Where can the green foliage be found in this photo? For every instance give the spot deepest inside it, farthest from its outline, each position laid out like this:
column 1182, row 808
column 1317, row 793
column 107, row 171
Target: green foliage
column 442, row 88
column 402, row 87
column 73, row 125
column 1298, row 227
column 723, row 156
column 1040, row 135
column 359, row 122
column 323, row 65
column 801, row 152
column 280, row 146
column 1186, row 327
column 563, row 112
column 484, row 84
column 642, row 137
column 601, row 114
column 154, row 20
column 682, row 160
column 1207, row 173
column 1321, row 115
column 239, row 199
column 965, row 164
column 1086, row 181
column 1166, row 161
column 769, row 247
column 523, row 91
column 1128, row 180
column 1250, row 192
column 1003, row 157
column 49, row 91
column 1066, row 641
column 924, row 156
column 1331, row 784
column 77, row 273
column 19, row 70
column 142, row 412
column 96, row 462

———

Exactly what appears above must be set down again in full.

Where can the green foliage be found in this photo? For every instance give the spot deepest inside it, farthest from its outline, each position laid out like this:
column 1182, row 808
column 1317, row 793
column 107, row 171
Target: green foliage
column 442, row 88
column 402, row 87
column 73, row 125
column 1298, row 227
column 723, row 156
column 1040, row 135
column 359, row 122
column 323, row 65
column 801, row 152
column 280, row 146
column 1186, row 327
column 563, row 112
column 484, row 84
column 642, row 137
column 601, row 114
column 154, row 20
column 682, row 160
column 1207, row 173
column 1321, row 115
column 239, row 199
column 965, row 164
column 1086, row 181
column 1166, row 161
column 769, row 247
column 523, row 91
column 1128, row 180
column 1250, row 192
column 1003, row 157
column 49, row 91
column 1066, row 641
column 924, row 156
column 1331, row 784
column 77, row 273
column 19, row 70
column 142, row 412
column 96, row 462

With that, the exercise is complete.